[TEXT SECTION]
Compressing Earth Embeddings, pt. 2 – TerraBit

How many bits do you need for planetary-scale earth embedding retrieval? Binary-quantized embedding retrieval over 50M Sentinel-2 patches — entirely in the browser, no backend or server beyond cloud-native formats and storage.

Unfinished business

Last time, we compressed earth embeddings 64× with less than 2% loss on patch classification. We found int8 was statistically indistinguishable from float32 and that PCA(64)+int8 was the sweet spot. Binary quantization — reducing each dimension to its sign bit — achieved 16.5× end-to-end compression on disk (32× on the raw embedding payload alone), but we hadn’t yet measured retrieval quality at scale.

We were clear about what we didn’t test. From our limitations section:

We have not tested: semantic segmentation, pixel regression, object detection, change detection, or retrieval — ranking quality over large databases may be more sensitive to distance distortion than top-1 classification.

In other words, patch classification on EuroSAT is a controlled benchmark, not a real workflow. Can you actually do useful things with aggressively compressed embeddings? This time we work with Clay v1.5 — a foundation model trained on multi-sensor satellite imagery — at global scale. LGND made the full global corpus available in float32 on Source Cooperative, which gave us the raw material to test compression at scale.

TerraBit

To test this, we built TerraBit — a global retrieval demo that runs entirely in the browser with no backend or server-side computation. We binary-quantize the full Clay v1.5 corpus into packed bit vectors, store them as spatially-partitioned cloud-native Parquet on public object storage, and let the browser handle shard discovery, data fetching, and in-memory Hamming scoring. The entire “backend” is a static S3 bucket; all compute happens on your machine.

How it works:

1. You draw one or more regions of interest (ROI) anywhere — each of these are loaded independently; regions can be rectangles or freehand polygons
2. You click to create exemplar patches on the map (one or many); positive exemplars outside the AOI have their embeddings fetched on the fly; negatives work anywhere on the globe for contrastive scoring (pos_dist − neg_dist); you can also invert search (bitwise NOT) to find the opposite of a reference!
3. DuckDB-WASM queries a manifest for intersecting geohash shards; only those shards are fetched via HTTP range requests — no full-corpus scan
4. A Web Worker scores all candidates with brute-force Hamming distance and returns ranked results
5. The results render via MapLibre GL across several view modes (top-k, heatmap, threshold, outlier, surprise, gradient)

Multiple exemplars can be combined via mean distance, by applying bitwise AND / OR / XOR directly on the packed binary vectors before scoring — exact, lossless ops that compose semantically because binary embeddings have nice arithmetic properties.

The 50M embeddings are partitioned into geohash-aligned Parquet shards and published on Source Cooperative, which serves them cloud-natively out of S3 — public HTTP with byte-range support, no egress fees, no intermediate server. A single manifest file records the path, row count, and spatial extent of every shard.

[DATA LISTING]

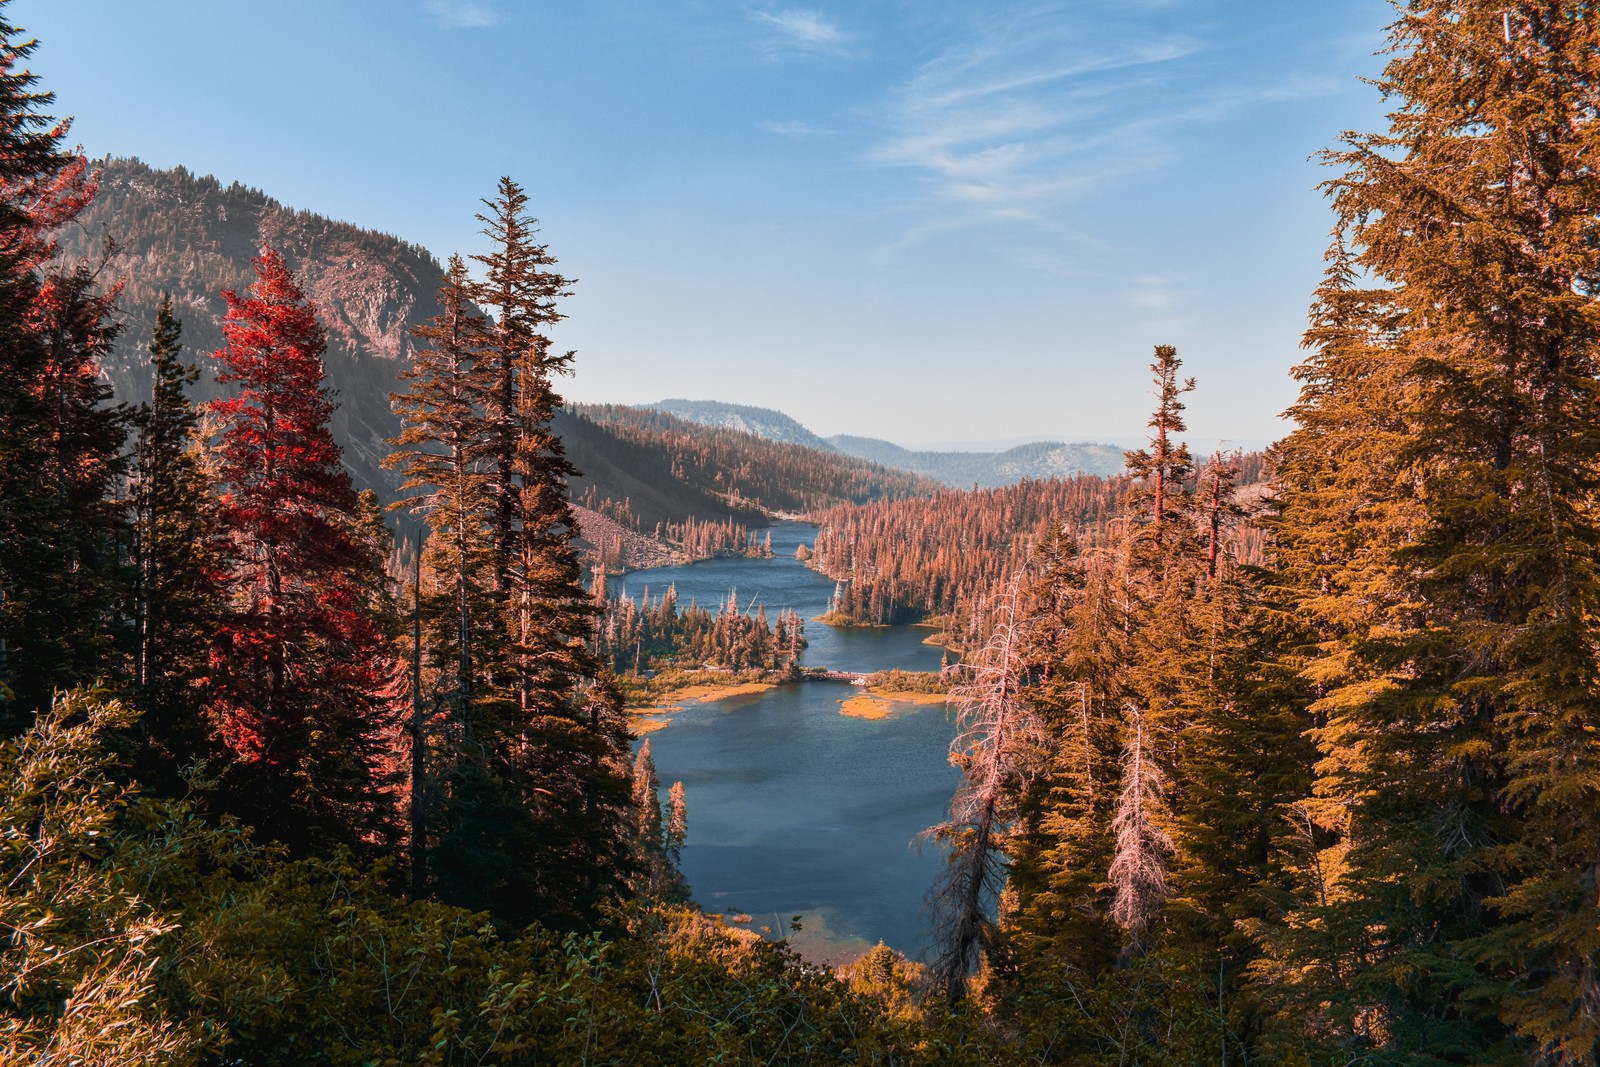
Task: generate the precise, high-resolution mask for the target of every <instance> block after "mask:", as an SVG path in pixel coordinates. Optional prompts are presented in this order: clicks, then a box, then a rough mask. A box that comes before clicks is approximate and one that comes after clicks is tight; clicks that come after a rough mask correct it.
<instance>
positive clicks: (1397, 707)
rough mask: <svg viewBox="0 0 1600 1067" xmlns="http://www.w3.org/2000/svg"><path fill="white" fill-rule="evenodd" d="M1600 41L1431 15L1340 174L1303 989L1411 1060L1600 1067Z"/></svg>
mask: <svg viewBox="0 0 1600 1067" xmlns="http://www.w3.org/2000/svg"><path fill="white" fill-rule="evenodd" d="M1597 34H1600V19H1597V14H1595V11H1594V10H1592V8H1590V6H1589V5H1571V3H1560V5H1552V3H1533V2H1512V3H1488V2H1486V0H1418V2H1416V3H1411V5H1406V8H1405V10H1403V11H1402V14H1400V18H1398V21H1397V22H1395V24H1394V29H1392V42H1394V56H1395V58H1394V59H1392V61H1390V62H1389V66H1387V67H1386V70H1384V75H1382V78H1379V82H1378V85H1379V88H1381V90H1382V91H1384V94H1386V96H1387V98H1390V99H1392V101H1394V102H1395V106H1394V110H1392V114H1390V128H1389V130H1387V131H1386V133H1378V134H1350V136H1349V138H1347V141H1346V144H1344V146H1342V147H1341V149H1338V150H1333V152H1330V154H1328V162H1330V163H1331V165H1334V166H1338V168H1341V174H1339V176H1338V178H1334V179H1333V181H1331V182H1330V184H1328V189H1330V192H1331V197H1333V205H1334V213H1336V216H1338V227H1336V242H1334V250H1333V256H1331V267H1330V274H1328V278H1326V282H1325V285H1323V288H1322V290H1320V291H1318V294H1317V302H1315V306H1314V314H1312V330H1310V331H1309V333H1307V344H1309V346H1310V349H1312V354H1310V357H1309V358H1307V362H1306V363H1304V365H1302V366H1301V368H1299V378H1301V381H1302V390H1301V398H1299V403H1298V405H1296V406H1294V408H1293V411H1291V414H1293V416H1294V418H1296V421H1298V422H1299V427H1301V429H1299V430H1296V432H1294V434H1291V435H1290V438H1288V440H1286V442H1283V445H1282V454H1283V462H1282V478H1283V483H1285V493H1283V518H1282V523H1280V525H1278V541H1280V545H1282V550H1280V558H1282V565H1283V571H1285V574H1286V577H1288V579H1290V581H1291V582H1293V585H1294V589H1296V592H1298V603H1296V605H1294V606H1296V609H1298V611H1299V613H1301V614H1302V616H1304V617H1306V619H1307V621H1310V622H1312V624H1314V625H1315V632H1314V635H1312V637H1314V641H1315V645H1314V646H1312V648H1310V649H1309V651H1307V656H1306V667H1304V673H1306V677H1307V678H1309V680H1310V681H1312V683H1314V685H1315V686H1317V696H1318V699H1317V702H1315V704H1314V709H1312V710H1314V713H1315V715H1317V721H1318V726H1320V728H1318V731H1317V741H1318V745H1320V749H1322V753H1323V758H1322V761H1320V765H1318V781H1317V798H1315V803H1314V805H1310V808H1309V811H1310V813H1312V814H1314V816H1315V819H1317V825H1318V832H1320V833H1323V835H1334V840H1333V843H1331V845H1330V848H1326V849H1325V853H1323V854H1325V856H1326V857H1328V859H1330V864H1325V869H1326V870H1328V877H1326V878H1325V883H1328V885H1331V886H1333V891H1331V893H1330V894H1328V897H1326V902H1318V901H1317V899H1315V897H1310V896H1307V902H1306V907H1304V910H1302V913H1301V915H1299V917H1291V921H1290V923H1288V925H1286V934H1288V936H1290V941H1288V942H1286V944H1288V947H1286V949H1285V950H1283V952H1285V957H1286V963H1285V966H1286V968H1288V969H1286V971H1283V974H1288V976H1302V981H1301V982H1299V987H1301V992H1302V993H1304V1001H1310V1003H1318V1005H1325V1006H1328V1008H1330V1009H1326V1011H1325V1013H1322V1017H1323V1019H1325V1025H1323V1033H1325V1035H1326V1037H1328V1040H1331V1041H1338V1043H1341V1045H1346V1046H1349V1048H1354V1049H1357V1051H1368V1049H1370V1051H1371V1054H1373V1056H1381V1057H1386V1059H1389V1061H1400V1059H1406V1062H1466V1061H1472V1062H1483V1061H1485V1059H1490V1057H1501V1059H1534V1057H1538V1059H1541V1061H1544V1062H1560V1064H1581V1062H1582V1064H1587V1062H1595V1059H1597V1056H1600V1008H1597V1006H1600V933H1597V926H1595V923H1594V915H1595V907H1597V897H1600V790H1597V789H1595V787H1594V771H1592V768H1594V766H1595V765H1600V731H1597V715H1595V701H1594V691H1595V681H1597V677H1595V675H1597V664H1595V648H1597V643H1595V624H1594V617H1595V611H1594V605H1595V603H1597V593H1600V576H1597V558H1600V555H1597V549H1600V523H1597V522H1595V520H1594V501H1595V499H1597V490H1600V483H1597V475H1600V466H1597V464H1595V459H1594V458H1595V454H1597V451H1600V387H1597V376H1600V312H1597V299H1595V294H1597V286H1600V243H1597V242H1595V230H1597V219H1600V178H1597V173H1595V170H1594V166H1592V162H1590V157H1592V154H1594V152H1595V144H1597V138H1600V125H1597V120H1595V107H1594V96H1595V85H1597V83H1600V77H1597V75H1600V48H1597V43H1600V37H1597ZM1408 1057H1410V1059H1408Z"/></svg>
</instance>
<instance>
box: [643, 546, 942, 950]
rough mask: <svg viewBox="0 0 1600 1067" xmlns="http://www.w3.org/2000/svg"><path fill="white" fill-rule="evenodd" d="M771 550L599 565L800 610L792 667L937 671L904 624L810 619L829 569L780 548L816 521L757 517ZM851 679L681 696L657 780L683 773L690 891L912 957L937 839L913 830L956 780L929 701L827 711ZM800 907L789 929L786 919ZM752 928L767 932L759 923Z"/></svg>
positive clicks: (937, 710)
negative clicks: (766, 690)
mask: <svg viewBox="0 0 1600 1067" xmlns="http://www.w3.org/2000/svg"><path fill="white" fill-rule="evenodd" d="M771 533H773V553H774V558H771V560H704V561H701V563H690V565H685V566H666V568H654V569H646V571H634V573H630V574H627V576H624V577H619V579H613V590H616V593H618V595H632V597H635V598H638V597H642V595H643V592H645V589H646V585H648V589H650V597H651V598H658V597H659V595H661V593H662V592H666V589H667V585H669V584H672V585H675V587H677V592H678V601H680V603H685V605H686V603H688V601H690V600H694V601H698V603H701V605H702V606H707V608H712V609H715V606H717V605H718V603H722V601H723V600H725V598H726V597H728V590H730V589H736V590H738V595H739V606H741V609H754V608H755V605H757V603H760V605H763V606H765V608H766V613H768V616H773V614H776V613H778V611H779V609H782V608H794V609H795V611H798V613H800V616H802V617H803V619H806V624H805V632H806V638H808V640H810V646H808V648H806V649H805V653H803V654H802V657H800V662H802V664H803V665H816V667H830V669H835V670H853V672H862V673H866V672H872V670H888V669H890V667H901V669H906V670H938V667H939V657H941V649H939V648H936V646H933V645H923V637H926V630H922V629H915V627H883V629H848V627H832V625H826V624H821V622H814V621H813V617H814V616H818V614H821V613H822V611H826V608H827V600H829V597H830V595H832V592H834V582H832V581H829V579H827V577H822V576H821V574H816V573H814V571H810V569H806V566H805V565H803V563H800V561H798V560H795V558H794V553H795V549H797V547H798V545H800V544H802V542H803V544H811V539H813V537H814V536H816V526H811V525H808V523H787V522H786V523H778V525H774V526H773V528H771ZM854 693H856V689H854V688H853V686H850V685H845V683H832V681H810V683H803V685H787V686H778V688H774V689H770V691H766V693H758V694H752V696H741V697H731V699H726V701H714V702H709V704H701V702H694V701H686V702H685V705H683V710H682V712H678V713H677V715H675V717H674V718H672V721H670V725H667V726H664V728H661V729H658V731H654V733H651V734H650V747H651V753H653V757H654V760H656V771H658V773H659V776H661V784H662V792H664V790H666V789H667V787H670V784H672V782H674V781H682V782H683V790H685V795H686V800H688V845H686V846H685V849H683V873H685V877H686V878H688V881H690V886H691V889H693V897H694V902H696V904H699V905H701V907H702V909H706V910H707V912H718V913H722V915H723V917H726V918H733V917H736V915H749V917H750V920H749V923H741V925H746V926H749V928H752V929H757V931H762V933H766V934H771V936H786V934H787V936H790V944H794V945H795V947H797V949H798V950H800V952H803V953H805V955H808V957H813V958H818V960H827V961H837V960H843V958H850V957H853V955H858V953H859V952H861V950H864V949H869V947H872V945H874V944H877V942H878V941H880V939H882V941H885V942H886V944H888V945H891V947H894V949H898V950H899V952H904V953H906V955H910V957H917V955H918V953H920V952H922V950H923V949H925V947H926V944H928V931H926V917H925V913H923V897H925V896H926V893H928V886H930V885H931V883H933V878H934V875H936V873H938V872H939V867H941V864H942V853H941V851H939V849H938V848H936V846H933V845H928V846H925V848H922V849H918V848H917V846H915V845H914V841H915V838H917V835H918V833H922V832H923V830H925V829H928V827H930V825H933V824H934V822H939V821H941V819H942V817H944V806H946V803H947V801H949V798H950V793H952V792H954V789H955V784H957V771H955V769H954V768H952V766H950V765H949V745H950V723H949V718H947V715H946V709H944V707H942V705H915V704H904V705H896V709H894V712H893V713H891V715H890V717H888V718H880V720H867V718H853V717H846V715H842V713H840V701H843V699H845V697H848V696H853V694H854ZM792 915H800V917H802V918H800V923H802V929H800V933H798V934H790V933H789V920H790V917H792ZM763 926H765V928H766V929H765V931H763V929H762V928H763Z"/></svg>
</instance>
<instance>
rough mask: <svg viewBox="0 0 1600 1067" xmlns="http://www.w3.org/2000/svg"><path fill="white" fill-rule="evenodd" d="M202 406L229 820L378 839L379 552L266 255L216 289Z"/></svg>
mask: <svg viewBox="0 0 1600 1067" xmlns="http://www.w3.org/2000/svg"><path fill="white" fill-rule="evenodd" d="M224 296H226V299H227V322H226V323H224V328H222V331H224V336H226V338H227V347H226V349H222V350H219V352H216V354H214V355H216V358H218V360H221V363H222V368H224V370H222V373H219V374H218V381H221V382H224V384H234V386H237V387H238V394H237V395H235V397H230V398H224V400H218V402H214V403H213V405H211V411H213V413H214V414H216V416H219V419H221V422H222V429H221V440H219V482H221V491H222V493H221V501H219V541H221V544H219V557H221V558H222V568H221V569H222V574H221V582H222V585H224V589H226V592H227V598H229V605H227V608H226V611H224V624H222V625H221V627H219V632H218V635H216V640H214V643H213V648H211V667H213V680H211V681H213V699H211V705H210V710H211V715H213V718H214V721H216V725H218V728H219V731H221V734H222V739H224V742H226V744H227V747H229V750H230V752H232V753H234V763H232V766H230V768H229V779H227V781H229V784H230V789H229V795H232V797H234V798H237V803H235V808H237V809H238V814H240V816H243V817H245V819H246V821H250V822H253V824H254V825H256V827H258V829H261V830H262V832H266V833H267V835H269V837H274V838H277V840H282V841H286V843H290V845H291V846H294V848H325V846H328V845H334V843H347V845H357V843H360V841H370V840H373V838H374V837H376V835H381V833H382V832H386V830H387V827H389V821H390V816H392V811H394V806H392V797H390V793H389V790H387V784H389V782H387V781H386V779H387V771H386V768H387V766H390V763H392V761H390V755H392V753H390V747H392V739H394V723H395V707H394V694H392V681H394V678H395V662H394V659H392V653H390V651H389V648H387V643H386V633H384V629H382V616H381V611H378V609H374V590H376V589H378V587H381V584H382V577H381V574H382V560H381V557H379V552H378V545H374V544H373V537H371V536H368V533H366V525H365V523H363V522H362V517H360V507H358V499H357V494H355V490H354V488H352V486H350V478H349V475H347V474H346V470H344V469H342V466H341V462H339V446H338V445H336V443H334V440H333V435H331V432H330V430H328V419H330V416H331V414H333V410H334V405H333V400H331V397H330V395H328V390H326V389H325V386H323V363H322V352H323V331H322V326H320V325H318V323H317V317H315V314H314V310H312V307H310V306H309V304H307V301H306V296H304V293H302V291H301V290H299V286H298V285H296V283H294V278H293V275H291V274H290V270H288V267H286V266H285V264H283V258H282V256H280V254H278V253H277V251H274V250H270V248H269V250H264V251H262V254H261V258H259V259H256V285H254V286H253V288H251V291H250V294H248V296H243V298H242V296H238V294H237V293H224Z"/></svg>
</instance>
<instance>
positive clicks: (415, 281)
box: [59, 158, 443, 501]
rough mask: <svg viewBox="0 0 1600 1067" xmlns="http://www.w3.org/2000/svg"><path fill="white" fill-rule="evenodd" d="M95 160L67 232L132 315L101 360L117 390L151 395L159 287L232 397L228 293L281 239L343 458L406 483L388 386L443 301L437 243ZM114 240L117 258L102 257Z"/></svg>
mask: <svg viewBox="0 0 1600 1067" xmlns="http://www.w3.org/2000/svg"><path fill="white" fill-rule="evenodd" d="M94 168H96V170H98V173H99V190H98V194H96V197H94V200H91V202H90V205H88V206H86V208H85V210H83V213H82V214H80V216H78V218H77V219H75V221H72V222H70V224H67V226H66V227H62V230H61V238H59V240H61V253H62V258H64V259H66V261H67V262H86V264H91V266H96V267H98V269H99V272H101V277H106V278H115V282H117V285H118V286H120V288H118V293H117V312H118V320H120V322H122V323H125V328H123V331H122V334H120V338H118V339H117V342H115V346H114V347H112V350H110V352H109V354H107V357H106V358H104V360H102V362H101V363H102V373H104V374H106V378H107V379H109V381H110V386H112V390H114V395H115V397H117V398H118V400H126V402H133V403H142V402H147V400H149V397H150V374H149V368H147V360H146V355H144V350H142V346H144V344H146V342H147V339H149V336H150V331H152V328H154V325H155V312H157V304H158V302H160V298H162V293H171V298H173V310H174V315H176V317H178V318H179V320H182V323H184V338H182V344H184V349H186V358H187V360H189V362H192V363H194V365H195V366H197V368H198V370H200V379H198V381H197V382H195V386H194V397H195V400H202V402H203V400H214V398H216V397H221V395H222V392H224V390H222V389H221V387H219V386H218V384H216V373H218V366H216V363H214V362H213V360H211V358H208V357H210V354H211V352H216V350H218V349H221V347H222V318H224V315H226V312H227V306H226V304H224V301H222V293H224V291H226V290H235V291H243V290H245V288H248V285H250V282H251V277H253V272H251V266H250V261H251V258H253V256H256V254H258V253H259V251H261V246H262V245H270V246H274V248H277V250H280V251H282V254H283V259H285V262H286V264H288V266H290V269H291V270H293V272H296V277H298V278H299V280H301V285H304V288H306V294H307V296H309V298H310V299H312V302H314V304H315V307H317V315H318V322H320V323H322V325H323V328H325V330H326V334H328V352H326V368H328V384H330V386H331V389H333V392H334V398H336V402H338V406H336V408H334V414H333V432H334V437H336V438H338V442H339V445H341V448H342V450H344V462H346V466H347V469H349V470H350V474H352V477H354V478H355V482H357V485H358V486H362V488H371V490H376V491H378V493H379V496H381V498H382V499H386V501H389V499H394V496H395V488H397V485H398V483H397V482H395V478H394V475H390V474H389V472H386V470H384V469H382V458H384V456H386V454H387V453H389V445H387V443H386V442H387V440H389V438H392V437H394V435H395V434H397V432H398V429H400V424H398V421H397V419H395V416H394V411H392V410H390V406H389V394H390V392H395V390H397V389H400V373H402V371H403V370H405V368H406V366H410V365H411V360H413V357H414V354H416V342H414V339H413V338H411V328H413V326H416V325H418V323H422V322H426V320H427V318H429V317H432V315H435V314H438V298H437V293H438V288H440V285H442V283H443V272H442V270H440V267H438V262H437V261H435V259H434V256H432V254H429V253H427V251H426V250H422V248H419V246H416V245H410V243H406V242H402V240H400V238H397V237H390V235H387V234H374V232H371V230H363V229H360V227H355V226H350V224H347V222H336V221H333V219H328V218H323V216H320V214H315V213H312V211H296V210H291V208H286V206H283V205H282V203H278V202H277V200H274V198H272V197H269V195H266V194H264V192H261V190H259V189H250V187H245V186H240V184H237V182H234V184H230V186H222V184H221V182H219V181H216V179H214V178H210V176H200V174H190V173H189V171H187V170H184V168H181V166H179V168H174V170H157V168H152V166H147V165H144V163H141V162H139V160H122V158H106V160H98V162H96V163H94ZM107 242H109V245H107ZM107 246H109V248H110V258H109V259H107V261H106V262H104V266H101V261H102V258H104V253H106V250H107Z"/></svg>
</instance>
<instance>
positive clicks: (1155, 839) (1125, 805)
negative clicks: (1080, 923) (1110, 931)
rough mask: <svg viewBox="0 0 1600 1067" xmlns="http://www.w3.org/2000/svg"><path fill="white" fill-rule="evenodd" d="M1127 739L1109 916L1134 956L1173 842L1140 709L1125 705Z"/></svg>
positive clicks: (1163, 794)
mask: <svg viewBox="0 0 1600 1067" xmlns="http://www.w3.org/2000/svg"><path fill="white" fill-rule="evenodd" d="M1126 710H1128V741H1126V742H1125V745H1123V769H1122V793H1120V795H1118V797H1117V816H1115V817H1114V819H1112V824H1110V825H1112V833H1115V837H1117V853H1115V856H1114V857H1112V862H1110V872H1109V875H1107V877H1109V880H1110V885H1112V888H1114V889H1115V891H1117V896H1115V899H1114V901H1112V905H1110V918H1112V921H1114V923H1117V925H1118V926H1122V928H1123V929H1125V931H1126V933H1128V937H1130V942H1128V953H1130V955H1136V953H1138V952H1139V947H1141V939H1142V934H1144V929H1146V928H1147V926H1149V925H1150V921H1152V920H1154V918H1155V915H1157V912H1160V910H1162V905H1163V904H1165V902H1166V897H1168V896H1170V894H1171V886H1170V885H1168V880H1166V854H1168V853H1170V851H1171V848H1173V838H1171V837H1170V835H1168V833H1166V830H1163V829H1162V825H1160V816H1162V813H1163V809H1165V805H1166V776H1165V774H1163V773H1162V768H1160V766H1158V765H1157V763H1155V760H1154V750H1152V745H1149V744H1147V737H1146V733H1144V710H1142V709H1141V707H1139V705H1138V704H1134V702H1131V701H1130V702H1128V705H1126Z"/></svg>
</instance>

==

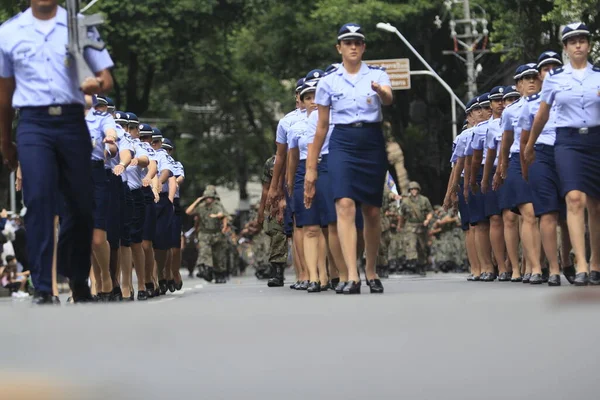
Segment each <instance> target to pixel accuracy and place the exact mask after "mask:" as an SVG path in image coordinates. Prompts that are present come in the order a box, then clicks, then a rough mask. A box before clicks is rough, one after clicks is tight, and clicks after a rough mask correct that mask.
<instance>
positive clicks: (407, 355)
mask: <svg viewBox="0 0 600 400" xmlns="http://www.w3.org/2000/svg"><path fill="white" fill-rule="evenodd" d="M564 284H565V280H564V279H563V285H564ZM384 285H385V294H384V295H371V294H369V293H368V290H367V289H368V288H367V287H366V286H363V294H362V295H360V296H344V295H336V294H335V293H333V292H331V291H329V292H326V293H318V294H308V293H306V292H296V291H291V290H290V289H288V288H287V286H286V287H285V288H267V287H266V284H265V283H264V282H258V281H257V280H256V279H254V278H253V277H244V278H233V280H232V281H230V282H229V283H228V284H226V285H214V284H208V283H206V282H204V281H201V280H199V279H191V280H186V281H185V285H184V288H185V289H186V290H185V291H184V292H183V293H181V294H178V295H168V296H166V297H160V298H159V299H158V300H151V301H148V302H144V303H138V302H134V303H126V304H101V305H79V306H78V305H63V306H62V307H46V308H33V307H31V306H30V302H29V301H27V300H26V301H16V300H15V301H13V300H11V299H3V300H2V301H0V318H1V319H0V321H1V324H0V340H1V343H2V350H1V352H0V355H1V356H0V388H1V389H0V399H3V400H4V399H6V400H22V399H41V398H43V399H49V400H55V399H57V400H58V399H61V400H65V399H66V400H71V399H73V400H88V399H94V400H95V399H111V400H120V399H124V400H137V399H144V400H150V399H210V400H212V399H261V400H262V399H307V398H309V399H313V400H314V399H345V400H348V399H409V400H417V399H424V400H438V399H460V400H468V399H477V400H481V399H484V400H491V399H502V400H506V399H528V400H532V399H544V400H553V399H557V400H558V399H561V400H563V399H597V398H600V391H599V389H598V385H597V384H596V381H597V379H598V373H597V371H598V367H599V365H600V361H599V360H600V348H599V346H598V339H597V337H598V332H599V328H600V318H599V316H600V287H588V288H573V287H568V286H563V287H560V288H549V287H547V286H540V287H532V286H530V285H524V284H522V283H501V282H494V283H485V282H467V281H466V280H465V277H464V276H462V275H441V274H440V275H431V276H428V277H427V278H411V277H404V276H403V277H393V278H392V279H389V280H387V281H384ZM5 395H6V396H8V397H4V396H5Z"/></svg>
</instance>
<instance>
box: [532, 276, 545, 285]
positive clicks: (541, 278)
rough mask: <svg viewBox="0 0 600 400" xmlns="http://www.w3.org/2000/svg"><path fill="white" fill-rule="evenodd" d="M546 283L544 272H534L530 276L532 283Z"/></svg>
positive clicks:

[EXERCISES TO COMPLETE]
• 1. In the TerraBit text, what makes up the entire "backend" of the demo?
• 2. Quote the passage of the TerraBit text that opens with the words containing "How many bits" and closes with "formats and storage.".
This data comes from a source separate from the TerraBit text.

[ACTIVITY ANSWERS]
• 1. A static S3 bucket.

• 2.
How many bits do you need for planetary-scale earth embedding retrieval? Binary-quantized embedding retrieval over 50M Sentinel-2 patches — entirely in the browser, no backend or server beyond cloud-native formats and storage.